------ Parte del documento

Roberto Baggio, patrimonio di tutti

Intervista al cast, al regista e agli sceneggiatori de Il Divin Codino, il film uscito su Netflix il 26 maggio.

Quando si racconta la vita di qualcuno, è importante fare delle scelte. Decidere, cioè, in quale direzione andare. Quando si racconta la vita di un calciatore come Roberto Baggio, tutto diventa ancora più difficile. Perché non c’è solo il personaggio, ma pure la persona; e quella che va messa in scena è una storia che appartiene a tutti, che avvolge e sommerge l’individualismo, che mette d’accordo gli opposti, che parla ai tifosi e ai non appassionati.

Baggio è un simbolo. Baggio è, come dice Letizia Lamartire, regista de Il Divin Codino, il film uscito su Netflix il 26 maggio, «un eroe che si fa carne». È silenzioso, riservato, schivo. Ma è contemporaneamente onnipresente, immenso, rumorosissimo. «Ha vissuto mille esistenze», dice Ludovica Rampoldi, sceneggiatrice. Ed è così. Quando parli di Baggio, parli dell’Italia. Parli di storia, parli del passato, ma parli anche del presente. Chi era, cos’era, da dove veniva. Ne Il Divin Codino viene tracciata la sua vita con un’attenzione particolare ad alcune vicende. Non è un vero e proprio biopic; non c’è tutto. C’è, però, quello che serve. Quello che, in qualche modo, basta.

------------

- La sfida a
Ricopia tutto il testo su Roberto Baggio, parola per parola.

------ Dati salvati

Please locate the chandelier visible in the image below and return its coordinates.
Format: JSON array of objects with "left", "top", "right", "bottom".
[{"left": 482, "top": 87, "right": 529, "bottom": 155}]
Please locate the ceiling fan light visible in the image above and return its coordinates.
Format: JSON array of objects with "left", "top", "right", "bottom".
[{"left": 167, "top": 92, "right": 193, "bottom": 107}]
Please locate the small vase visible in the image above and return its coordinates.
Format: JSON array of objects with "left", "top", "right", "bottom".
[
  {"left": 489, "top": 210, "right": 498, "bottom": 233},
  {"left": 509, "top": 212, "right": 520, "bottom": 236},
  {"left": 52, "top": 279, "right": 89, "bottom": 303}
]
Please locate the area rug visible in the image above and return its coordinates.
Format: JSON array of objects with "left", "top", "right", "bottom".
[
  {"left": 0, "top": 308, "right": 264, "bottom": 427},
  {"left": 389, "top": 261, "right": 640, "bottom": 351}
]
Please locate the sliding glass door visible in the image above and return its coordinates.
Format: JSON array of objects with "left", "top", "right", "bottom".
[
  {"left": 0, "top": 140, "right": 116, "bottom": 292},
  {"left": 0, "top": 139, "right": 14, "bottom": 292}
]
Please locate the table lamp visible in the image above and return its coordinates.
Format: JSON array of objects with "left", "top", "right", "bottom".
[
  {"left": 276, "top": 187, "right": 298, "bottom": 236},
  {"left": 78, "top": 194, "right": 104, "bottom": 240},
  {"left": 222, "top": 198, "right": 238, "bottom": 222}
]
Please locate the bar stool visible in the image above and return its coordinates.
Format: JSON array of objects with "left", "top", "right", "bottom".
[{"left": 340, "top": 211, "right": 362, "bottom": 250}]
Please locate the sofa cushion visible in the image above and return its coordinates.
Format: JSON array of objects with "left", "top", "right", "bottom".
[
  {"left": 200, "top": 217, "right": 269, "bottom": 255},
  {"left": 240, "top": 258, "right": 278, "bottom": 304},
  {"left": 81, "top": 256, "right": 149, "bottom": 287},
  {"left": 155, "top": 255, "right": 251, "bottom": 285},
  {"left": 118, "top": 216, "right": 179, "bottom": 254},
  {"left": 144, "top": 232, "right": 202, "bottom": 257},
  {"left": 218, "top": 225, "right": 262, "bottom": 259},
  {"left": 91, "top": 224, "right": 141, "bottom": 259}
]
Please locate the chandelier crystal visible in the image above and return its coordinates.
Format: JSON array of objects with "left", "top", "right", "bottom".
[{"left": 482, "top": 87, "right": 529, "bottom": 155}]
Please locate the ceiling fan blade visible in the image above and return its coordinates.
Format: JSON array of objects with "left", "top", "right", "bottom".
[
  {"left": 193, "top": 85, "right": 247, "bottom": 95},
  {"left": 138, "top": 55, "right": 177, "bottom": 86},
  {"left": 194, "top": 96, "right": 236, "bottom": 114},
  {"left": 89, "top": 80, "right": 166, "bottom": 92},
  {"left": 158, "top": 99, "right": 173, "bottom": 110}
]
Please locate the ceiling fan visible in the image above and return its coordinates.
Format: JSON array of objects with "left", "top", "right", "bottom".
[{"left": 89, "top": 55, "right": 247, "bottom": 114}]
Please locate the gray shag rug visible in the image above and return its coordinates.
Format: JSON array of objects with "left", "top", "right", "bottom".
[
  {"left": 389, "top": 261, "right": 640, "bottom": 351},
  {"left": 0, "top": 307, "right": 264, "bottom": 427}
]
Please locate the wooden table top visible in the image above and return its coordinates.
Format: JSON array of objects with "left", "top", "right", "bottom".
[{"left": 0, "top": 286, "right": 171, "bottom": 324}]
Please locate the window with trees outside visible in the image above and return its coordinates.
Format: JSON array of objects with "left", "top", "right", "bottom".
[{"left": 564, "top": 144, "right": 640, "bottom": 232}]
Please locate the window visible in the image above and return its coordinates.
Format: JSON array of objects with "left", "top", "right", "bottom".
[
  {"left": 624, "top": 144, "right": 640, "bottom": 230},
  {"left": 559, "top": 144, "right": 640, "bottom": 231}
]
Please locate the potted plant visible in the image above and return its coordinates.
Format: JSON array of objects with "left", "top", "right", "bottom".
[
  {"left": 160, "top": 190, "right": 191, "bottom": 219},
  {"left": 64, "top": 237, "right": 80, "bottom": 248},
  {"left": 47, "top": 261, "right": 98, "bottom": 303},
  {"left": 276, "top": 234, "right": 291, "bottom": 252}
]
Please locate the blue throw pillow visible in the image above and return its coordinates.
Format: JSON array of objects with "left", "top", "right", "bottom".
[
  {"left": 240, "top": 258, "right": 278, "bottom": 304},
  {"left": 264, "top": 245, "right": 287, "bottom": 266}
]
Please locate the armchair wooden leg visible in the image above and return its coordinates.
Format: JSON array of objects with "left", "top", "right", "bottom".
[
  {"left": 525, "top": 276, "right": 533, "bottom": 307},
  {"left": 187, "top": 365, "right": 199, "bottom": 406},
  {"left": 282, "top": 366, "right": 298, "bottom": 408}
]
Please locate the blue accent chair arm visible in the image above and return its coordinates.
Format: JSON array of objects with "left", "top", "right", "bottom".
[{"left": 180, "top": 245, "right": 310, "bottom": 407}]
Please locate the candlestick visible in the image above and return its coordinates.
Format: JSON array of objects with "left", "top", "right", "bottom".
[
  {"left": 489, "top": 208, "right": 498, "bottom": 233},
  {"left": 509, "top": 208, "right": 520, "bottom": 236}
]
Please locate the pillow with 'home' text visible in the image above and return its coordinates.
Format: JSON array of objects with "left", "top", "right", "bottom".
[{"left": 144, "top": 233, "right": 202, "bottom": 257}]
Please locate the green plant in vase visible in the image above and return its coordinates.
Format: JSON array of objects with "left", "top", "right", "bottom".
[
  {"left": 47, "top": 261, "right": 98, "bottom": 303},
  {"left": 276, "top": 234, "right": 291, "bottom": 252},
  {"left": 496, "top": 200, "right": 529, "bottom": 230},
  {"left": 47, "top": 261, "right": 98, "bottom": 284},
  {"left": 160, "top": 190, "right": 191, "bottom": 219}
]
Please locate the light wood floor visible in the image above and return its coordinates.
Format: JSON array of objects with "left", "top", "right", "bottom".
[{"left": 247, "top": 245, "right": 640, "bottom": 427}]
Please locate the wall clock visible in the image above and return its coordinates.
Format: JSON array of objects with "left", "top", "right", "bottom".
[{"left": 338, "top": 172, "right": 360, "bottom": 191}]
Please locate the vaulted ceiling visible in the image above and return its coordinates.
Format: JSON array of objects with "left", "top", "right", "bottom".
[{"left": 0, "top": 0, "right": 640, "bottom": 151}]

------------

- La sfida b
Nell'elenco, riscrivi tutto dal rigo che contiene "Please locate the vaulted" fino alla fine, mettendo "sloped ceiling" al posto di "vaulted ceiling" e lasciando il resto identico.

- Risposta svolta a
Roberto Baggio, patrimonio di tutti

Intervista al cast, al regista e agli sceneggiatori de Il Divin Codino, il film uscito su Netflix il 26 maggio.

Quando si racconta la vita di qualcuno, è importante fare delle scelte. Decidere, cioè, in quale direzione andare. Quando si racconta la vita di un calciatore come Roberto Baggio, tutto diventa ancora più difficile. Perché non c’è solo il personaggio, ma pure la persona; e quella che va messa in scena è una storia che appartiene a tutti, che avvolge e sommerge l’individualismo, che mette d’accordo gli opposti, che parla ai tifosi e ai non appassionati.

Baggio è un simbolo. Baggio è, come dice Letizia Lamartire, regista de Il Divin Codino, il film uscito su Netflix il 26 maggio, «un eroe che si fa carne». È silenzioso, riservato, schivo. Ma è contemporaneamente onnipresente, immenso, rumorosissimo. «Ha vissuto mille esistenze», dice Ludovica Rampoldi, sceneggiatrice. Ed è così. Quando parli di Baggio, parli dell’Italia. Parli di storia, parli del passato, ma parli anche del presente. Chi era, cos’era, da dove veniva. Ne Il Divin Codino viene tracciata la sua vita con un’attenzione particolare ad alcune vicende. Non è un vero e proprio biopic; non c’è tutto. C’è, però, quello che serve. Quello che, in qualche modo, basta.

- Risposta svolta b
Please locate the sloped ceiling visible in the image above and return its coordinates.
Format: JSON array of objects with "left", "top", "right", "bottom".
[{"left": 0, "top": 0, "right": 640, "bottom": 151}]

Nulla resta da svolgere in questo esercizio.